▸ **Data for analysis**
---*---
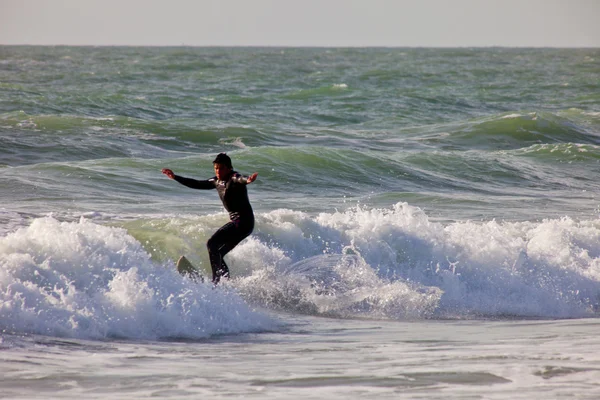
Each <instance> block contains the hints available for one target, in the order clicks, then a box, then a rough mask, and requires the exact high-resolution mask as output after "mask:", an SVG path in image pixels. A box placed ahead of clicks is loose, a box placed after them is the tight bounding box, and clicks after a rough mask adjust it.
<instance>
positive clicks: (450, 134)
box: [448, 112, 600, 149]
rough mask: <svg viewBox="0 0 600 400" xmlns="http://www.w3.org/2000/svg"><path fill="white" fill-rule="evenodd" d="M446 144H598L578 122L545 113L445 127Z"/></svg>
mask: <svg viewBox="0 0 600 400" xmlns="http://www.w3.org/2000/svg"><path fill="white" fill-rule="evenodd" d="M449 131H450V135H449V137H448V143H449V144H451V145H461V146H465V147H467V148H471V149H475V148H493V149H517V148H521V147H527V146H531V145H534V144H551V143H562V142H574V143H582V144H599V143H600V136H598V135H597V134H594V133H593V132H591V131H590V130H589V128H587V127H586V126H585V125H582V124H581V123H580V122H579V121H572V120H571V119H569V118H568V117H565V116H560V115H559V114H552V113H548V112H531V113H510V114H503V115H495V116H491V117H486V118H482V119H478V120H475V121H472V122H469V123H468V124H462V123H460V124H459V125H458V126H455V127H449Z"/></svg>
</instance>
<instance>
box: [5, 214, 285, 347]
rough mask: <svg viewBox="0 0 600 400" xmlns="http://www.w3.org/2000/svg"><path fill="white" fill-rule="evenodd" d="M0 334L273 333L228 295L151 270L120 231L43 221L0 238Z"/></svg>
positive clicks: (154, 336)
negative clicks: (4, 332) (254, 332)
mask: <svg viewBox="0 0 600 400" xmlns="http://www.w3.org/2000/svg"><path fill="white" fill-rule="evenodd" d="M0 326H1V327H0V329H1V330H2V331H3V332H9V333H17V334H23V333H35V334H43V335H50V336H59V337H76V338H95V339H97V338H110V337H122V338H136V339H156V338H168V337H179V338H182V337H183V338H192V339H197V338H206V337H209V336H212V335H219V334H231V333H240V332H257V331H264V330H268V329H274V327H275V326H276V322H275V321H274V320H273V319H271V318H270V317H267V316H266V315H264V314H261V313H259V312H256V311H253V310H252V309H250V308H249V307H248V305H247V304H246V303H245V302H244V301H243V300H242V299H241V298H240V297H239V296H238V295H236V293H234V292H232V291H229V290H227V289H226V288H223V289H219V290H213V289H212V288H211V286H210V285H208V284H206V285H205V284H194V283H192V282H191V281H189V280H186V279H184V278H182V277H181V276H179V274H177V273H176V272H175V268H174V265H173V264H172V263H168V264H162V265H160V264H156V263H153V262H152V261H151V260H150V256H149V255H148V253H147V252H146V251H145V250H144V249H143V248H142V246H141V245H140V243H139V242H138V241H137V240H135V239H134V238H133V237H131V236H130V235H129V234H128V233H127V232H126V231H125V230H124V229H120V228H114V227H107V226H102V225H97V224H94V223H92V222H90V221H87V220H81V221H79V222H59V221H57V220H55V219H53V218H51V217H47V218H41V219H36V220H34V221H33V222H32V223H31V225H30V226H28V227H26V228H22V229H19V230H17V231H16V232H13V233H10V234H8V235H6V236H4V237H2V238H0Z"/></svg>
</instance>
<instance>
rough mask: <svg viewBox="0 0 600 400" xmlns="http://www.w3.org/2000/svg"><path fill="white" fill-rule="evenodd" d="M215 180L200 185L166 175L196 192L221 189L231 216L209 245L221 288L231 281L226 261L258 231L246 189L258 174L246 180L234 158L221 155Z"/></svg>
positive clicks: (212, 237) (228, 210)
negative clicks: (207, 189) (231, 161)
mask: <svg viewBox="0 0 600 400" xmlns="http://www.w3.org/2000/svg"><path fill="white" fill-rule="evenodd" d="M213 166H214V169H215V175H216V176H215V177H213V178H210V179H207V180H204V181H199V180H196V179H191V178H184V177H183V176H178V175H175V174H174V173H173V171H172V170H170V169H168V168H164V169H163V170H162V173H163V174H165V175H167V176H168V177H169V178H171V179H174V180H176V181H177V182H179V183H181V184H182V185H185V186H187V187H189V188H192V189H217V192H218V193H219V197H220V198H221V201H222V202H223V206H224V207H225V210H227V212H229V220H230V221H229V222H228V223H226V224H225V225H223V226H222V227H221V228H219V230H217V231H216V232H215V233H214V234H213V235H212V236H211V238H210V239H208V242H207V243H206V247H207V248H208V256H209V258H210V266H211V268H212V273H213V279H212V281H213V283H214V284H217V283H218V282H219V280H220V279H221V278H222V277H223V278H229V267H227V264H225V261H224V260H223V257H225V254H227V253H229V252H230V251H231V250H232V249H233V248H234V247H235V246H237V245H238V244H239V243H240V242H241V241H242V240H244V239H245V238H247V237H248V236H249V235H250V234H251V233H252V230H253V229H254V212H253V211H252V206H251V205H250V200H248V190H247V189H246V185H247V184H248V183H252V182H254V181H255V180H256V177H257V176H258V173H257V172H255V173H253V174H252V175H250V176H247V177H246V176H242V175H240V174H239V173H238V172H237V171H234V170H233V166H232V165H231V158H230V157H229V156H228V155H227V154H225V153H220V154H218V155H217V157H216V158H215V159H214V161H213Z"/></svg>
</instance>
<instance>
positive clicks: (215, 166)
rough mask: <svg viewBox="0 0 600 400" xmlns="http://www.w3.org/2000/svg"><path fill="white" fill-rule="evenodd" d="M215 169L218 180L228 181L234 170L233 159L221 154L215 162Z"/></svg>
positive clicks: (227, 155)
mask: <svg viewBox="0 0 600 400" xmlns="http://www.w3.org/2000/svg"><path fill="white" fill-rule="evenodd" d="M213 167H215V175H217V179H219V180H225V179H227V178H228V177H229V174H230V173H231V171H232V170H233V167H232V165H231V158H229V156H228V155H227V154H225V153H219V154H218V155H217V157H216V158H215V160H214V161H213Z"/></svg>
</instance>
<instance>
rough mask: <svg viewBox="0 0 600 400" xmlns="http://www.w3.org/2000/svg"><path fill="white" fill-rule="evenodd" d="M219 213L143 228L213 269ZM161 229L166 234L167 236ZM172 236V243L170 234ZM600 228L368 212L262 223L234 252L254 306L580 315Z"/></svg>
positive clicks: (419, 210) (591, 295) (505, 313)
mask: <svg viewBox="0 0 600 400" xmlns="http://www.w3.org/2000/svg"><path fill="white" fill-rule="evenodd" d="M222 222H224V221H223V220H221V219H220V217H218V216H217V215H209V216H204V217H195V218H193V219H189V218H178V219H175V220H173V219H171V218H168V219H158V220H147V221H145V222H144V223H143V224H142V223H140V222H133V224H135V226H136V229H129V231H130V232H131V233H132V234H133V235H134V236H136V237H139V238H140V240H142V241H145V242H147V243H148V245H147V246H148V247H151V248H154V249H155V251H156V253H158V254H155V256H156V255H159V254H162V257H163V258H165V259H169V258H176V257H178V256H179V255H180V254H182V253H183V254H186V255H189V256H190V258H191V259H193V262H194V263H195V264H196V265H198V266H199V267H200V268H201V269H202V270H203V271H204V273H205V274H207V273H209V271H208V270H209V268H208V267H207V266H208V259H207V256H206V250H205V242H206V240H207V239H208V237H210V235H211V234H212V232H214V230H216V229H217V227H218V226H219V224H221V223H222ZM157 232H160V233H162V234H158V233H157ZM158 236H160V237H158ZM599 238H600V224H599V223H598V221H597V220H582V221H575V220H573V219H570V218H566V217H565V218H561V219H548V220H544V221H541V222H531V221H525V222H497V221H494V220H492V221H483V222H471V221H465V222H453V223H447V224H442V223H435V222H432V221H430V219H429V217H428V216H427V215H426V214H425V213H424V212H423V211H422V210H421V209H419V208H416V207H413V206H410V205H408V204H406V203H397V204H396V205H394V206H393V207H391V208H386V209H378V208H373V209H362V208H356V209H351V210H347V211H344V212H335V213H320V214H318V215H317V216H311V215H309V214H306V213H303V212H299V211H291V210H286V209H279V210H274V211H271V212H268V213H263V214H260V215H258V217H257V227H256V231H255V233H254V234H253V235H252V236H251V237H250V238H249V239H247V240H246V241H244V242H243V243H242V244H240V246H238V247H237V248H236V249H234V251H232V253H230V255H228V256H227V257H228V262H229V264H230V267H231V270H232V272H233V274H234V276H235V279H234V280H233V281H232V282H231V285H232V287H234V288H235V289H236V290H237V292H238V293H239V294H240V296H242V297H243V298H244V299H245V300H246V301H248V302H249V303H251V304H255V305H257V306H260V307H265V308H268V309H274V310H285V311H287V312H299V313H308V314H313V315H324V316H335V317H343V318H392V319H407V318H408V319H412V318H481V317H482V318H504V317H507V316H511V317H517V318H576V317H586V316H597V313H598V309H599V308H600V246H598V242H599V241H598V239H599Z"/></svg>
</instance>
---*---
▸ **Task description**
Begin at the first line of the entries and end at the line containing "box: [448, 112, 600, 149]": write out each line exactly, skipping pictures.

▸ **Solution to the exercise**
Each <instance> block contains the hints available for one target, in the order clicks, then a box, then a rough mask, and requires the exact high-resolution mask as output after "mask:", an SVG path in image pixels. A box placed ahead of clicks is loose, a box placed after them is the tight bounding box, and clicks after a rough mask adjust it.
<instance>
positive clicks: (450, 134)
box: [448, 112, 600, 149]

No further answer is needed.